▽

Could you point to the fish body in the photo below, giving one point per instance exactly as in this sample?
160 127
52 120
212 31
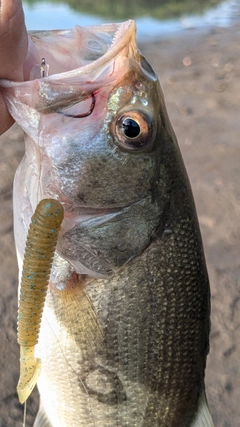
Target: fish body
125 330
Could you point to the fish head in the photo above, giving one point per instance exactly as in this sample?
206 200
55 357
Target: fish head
95 130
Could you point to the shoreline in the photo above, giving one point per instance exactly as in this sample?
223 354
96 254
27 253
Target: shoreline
200 78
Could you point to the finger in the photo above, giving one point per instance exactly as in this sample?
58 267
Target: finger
13 40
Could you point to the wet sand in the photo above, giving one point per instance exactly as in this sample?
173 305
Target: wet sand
200 77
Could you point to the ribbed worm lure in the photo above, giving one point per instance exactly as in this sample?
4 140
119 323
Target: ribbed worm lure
39 252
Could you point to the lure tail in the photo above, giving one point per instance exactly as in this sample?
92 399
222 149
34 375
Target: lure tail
39 252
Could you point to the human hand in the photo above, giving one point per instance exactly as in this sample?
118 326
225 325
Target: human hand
16 51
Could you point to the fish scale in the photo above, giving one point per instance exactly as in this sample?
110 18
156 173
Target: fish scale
125 329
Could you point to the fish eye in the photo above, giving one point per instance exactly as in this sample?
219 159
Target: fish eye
133 130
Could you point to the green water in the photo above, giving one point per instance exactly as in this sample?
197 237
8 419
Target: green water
124 9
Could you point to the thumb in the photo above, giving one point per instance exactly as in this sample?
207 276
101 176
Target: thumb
13 40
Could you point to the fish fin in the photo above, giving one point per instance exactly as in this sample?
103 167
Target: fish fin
202 417
41 418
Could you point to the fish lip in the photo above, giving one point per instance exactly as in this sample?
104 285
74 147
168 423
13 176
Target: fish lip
125 31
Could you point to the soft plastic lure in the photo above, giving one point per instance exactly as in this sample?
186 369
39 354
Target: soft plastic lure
39 252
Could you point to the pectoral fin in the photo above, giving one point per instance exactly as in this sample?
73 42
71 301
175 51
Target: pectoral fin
202 417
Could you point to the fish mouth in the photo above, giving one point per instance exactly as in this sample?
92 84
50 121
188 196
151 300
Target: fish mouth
68 84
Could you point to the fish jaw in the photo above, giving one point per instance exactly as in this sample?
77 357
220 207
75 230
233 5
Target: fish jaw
85 162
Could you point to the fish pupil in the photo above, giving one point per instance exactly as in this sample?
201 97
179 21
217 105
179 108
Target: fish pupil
131 128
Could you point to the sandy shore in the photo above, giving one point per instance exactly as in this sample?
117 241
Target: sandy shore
200 77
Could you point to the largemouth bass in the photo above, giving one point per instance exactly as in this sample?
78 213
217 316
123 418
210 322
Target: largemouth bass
125 330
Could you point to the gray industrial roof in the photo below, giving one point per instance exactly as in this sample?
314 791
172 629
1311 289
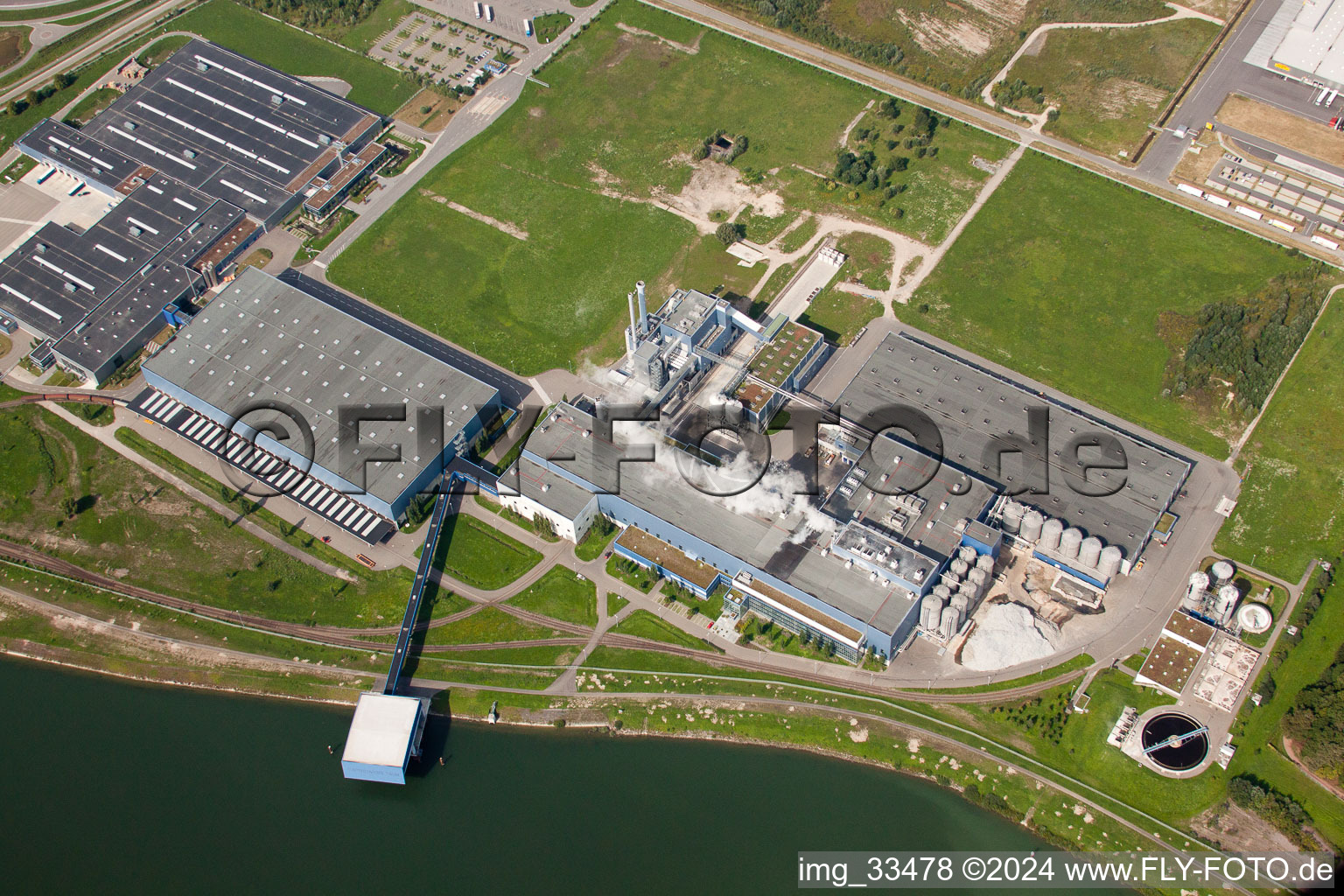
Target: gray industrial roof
97 290
262 340
975 409
929 524
1314 42
230 127
549 489
767 543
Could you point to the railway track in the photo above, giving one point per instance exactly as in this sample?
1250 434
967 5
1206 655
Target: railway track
340 637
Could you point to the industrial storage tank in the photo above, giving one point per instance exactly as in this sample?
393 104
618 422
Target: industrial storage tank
1110 560
1031 522
1256 618
1088 552
949 622
1050 534
930 612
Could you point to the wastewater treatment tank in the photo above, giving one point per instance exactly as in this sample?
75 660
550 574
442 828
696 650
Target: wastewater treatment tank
1171 742
1256 618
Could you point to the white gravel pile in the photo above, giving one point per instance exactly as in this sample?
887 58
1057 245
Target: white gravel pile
1007 634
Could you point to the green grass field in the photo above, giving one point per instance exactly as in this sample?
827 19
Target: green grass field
480 555
1060 262
1292 502
163 547
561 595
949 46
255 35
1261 754
564 163
642 624
1109 107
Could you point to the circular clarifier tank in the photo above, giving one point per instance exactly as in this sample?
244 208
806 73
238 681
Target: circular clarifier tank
1178 745
1256 618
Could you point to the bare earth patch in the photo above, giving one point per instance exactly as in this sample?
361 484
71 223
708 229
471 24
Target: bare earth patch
937 35
1118 97
1283 128
503 226
691 49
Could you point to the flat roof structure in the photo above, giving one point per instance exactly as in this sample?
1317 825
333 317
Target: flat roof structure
265 343
97 293
779 535
381 738
1313 43
233 128
779 359
978 413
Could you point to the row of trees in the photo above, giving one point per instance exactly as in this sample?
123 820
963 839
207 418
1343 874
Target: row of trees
1249 343
38 95
1316 722
316 15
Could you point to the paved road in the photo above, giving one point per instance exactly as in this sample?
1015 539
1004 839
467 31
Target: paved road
92 49
479 115
1228 73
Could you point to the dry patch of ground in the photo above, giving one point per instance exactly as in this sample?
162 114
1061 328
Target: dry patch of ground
1118 98
937 35
503 226
1308 137
682 47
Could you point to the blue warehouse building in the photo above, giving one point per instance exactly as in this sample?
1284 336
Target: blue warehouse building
273 358
785 557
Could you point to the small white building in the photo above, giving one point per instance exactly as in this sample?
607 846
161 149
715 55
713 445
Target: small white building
542 494
383 737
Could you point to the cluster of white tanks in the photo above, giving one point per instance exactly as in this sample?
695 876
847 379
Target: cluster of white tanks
962 586
1213 594
1054 536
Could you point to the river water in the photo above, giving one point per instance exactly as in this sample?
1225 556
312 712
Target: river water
110 786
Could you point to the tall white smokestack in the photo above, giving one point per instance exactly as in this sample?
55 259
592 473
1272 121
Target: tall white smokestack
634 324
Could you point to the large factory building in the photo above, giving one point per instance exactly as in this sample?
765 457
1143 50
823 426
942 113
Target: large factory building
263 359
900 537
195 163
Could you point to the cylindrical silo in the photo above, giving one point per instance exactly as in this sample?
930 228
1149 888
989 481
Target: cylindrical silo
949 622
1110 559
1031 522
1050 534
930 612
1068 542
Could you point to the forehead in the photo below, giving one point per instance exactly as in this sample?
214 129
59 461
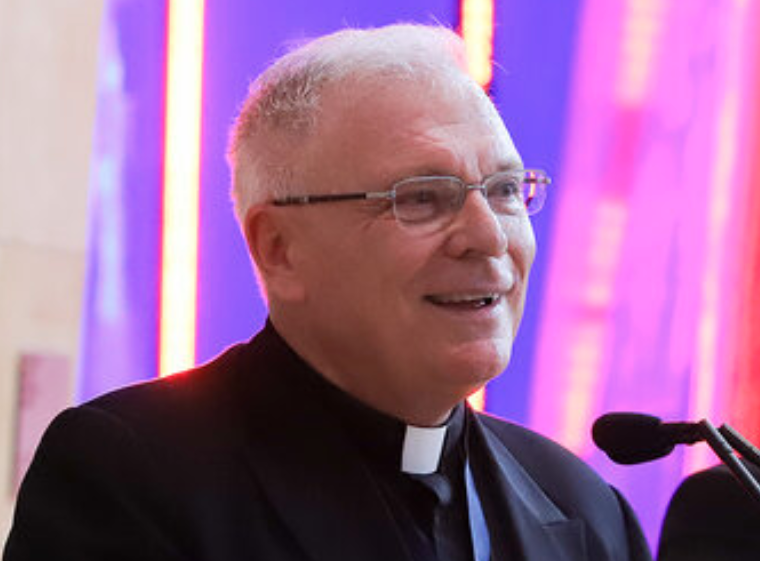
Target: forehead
386 129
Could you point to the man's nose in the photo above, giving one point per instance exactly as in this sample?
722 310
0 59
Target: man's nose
477 229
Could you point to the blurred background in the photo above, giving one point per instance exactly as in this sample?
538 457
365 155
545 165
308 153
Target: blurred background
120 259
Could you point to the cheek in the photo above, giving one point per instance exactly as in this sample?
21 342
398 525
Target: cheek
522 246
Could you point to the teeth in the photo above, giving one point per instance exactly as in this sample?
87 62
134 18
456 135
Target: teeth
474 299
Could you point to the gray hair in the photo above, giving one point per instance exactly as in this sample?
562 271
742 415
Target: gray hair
282 108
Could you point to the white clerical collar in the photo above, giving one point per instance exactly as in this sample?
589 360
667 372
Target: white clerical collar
421 452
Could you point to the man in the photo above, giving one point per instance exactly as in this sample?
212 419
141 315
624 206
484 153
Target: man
386 211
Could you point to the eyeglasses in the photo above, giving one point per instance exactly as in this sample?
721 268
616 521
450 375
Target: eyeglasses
418 200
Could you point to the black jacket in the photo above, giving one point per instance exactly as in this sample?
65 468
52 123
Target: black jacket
236 461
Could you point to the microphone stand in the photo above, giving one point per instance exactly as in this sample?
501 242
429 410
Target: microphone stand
715 438
748 450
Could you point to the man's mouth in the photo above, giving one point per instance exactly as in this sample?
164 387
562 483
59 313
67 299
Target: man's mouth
465 301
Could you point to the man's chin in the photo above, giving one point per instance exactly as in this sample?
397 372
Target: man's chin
473 366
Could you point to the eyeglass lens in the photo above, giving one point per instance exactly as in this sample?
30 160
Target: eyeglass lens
426 199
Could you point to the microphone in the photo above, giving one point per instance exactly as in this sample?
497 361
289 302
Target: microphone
634 438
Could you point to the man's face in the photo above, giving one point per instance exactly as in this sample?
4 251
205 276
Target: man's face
402 316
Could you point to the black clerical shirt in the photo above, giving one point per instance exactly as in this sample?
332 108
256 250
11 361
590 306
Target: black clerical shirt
430 510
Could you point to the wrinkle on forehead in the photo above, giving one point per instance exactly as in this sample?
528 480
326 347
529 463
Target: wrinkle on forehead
424 126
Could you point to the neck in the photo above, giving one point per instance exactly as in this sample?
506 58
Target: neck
418 406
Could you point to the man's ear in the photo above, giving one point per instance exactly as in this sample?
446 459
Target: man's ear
271 242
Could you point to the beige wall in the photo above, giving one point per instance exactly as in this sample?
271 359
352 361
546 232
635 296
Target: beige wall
48 54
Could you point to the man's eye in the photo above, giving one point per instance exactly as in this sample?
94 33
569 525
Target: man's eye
505 189
421 196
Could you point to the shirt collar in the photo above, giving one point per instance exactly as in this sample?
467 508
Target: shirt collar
383 439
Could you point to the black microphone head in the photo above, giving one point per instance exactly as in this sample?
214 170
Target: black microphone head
631 438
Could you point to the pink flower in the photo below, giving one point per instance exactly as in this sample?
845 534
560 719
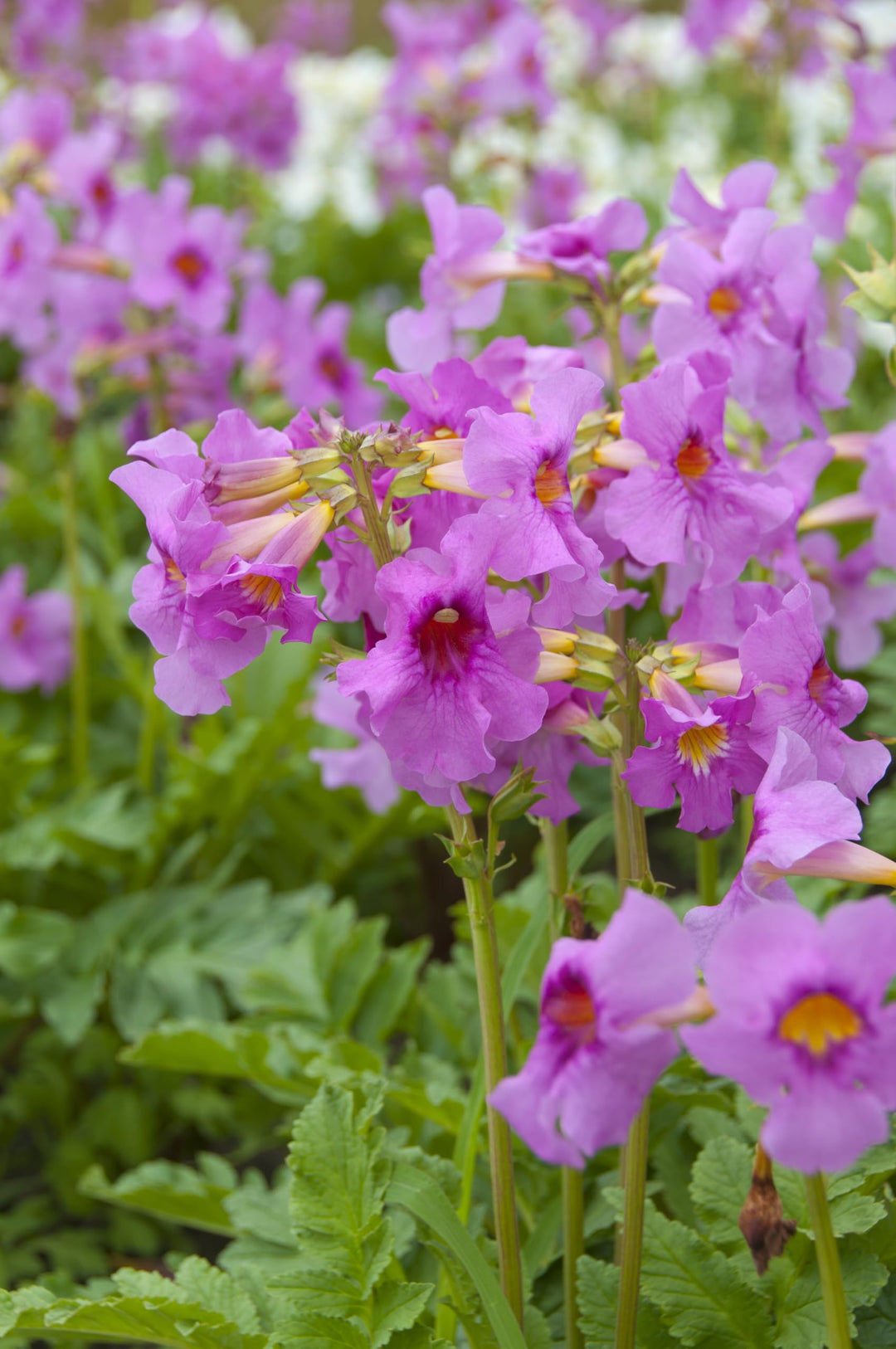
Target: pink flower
444 680
689 489
36 635
783 661
702 753
454 299
596 1058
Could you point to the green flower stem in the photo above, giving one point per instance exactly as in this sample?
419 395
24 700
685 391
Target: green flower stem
556 842
632 1237
72 548
829 1267
633 865
485 950
708 869
377 529
572 1248
149 730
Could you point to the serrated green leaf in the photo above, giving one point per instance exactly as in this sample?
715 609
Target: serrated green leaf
719 1183
397 1306
799 1306
598 1294
338 1176
202 1309
417 1193
697 1288
165 1190
876 1327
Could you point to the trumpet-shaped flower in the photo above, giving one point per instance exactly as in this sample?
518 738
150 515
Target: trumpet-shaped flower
521 465
454 297
801 1024
702 753
36 635
783 661
444 680
689 489
581 247
596 1056
801 827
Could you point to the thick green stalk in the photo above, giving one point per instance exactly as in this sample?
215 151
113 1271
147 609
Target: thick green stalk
632 862
632 1237
829 1267
556 842
377 529
80 691
708 869
485 950
572 1186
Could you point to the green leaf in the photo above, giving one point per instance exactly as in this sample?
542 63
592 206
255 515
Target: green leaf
697 1290
200 1309
799 1306
165 1190
222 1049
397 1306
719 1185
587 840
876 1327
338 1176
598 1290
417 1193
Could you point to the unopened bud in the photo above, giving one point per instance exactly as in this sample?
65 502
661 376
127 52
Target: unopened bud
762 1221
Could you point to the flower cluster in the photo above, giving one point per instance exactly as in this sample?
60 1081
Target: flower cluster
792 1008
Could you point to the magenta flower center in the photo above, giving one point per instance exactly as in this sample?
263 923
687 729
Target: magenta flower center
571 1010
821 683
699 745
723 304
15 256
191 265
263 592
694 458
332 368
551 483
820 1021
446 641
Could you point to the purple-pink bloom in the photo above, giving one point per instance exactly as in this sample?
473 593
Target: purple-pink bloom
581 247
795 815
551 196
689 489
34 119
444 401
803 1025
527 458
551 753
857 605
702 754
363 765
180 258
454 295
28 241
292 343
879 489
36 635
784 664
747 185
443 679
597 1055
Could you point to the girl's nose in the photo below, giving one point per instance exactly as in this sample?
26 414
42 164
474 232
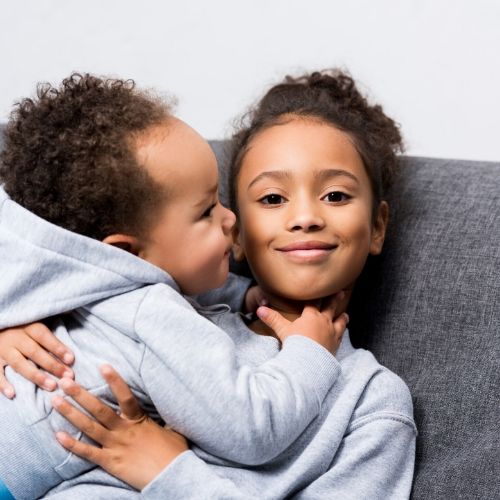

△

#### What to do
Return every line of the listing that contains the word "small", treating case as significant.

#### The result
Could you point to the small white building in the photo above, giving one point per instance exactly as in this sample?
Target: small white building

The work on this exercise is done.